# [SHORT TASK]
Rewrite the lines of every entry below as a numbered list, leaving out any blank lines.

----

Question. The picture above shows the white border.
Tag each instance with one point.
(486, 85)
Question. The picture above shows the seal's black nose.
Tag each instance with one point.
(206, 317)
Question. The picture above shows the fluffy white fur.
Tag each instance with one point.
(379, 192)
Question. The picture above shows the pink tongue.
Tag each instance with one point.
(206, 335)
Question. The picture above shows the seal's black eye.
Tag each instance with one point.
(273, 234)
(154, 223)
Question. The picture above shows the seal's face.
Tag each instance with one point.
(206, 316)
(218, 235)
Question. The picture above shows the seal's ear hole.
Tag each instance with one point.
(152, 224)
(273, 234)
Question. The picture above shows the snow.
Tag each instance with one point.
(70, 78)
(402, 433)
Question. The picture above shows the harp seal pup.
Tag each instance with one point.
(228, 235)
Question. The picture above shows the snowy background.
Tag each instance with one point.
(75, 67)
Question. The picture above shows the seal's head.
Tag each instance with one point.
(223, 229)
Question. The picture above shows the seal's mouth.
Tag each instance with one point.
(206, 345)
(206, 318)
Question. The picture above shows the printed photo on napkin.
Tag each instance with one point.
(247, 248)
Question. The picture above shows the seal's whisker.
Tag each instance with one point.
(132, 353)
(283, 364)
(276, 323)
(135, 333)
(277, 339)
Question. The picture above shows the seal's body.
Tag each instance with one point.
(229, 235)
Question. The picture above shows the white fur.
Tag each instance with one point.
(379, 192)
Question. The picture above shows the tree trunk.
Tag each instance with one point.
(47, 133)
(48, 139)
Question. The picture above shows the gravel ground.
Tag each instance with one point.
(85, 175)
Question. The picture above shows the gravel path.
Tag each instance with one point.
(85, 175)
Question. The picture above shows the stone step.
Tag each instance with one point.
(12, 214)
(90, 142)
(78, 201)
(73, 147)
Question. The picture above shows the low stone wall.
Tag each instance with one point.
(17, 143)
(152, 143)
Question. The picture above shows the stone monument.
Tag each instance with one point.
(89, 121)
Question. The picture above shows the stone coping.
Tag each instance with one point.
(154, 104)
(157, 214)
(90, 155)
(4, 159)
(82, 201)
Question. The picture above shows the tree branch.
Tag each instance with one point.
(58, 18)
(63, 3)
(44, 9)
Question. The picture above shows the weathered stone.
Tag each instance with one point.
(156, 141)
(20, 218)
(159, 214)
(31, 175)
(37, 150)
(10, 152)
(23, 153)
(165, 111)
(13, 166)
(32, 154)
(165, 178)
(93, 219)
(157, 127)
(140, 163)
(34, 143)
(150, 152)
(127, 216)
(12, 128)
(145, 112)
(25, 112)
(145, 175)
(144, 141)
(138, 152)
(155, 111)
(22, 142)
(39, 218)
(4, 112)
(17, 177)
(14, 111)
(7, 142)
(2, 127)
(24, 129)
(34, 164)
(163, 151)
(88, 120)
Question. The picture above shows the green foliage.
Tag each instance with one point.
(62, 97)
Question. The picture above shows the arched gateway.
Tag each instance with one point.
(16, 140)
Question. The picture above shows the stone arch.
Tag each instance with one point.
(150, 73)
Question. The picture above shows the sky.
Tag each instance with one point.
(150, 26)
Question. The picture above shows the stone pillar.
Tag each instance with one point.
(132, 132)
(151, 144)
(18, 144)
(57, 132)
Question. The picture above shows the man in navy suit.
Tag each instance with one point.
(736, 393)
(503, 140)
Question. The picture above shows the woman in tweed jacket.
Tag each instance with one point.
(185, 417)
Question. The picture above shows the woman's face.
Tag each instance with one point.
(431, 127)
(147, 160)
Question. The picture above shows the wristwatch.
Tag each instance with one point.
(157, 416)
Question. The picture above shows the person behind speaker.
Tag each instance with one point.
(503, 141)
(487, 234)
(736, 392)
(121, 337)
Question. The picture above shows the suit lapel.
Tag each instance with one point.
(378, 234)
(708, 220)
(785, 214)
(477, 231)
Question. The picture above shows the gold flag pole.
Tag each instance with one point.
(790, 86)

----

# [EXPECTED ANSWER]
1. Question. The picture above shows the white border.
2. Tag each instance with one point.
3. (486, 85)
4. Question. The picture above shows the seal's black nose.
5. Tag each instance with one point.
6. (206, 317)
7. Question. The picture above shows the fluffy white fur.
8. Tag each instance with one point.
9. (379, 192)
10. Question. The picture above shows the pink tongue.
11. Tag each instance with one point.
12. (206, 335)
13. Question. The picture above shows the seal's black eye.
14. Tag each instance with one point.
15. (273, 234)
16. (154, 223)
17. Question. The picture above shows the seal's face.
18. Tag each instance with one point.
19. (206, 316)
20. (218, 235)
21. Question. The picture above shows the seal's ear hole.
22. Tag each instance with one point.
23. (152, 224)
24. (273, 234)
25. Question. The picture above shows the snow.
26. Tag each instance with one point.
27. (70, 78)
28. (402, 433)
29. Question. The picture above shows the harp seal pup.
30. Tag each instance with one point.
31. (228, 235)
32. Question. The picture above shows the snowy background.
33. Tag each instance with one point.
34. (75, 67)
35. Question. The picture above shows the seal's head.
36. Tag each instance with one point.
37. (223, 229)
38. Question. The picture above shows the seal's mouth.
39. Tag each instance with one point.
40. (206, 345)
41. (206, 318)
42. Question. The picture above shows the printed photo on napkin.
43. Tag each instance with one point.
44. (247, 248)
45. Question. The picture above shows the seal's whisker.
46. Tag each instance with one point.
47. (132, 353)
48. (283, 364)
49. (276, 323)
50. (135, 333)
51. (277, 339)
52. Question. The picture above shows the seal's body.
53. Tag each instance with one point.
54. (229, 235)
55. Question. The picture above shows the white fur.
56. Tag each instance with one point.
57. (379, 192)
58. Question. The picture above shows the tree trunk.
59. Tag each instance with one point.
60. (47, 133)
61. (48, 139)
62. Question. The picture above shows the gravel ground.
63. Tag each instance with one point.
64. (85, 175)
65. Question. The picture above shows the gravel path.
66. Tag each instance with one point.
67. (85, 175)
68. Question. The picture above shows the stone step.
69. Tag each instance with one point.
70. (12, 214)
71. (90, 142)
72. (78, 201)
73. (73, 147)
74. Question. The picture above shows the low stone wall.
75. Tag each instance with one point.
76. (17, 143)
77. (152, 143)
78. Question. The picture above shows the stone monument.
79. Tag each instance with one point.
80. (89, 121)
81. Question. The picture above shows the stone coping.
82. Tag each instance with one point.
83. (154, 104)
84. (157, 214)
85. (90, 155)
86. (4, 159)
87. (82, 201)
88. Question. The picture above shows the tree branch.
89. Tag each instance with one point.
90. (58, 18)
91. (63, 3)
92. (44, 9)
93. Question. The picture above shows the weathered stone.
94. Tag each instance with one point.
95. (156, 141)
96. (20, 218)
97. (159, 214)
98. (31, 175)
99. (37, 150)
100. (10, 152)
101. (23, 153)
102. (165, 111)
103. (13, 166)
104. (32, 154)
105. (165, 178)
106. (93, 219)
107. (157, 127)
108. (140, 163)
109. (34, 143)
110. (150, 152)
111. (127, 216)
112. (12, 128)
113. (145, 112)
114. (25, 112)
115. (145, 175)
116. (144, 141)
117. (138, 152)
118. (155, 111)
119. (22, 142)
120. (39, 218)
121. (4, 112)
122. (17, 177)
123. (14, 111)
124. (7, 142)
125. (2, 127)
126. (24, 129)
127. (34, 164)
128. (163, 151)
129. (88, 120)
130. Question. The picture above shows the green foliage.
131. Tag each instance with one point.
132. (62, 97)
133. Question. The picture above shows the arched gateway.
134. Tag each instance with one point.
135. (16, 140)
136. Question. The picture above shows the stone arch.
137. Tag each instance with one point.
138. (150, 73)
139. Question. The picture above shows the sky.
140. Tag each instance with one point.
141. (150, 26)
142. Question. The picture above shows the stone pillar.
143. Tag each instance with one point.
144. (132, 132)
145. (151, 144)
146. (18, 144)
147. (57, 132)
148. Question. The picture above shows the man in navy suit.
149. Tag each instance with one point.
150. (736, 393)
151. (503, 140)
152. Question. The picture above shows the woman in tweed jacket.
153. Tag each instance with one point.
154. (185, 417)
155. Question. The picture above shows the woman's face.
156. Tag each instance with one point.
157. (431, 127)
158. (147, 160)
159. Question. The picture above shows the wristwatch.
160. Tag each instance with one point.
161. (157, 416)
162. Question. The picture above shows the person behind speaker.
163. Tag each instance with one point.
164. (503, 141)
165. (487, 234)
166. (736, 392)
167. (121, 337)
168. Question. The picture above shows the suit lapel.
169. Tag each instance with one point.
170. (378, 234)
171. (708, 220)
172. (785, 214)
173. (477, 231)
174. Question. The picture above shows the gold flag pole.
175. Tag each instance with one point.
176. (790, 86)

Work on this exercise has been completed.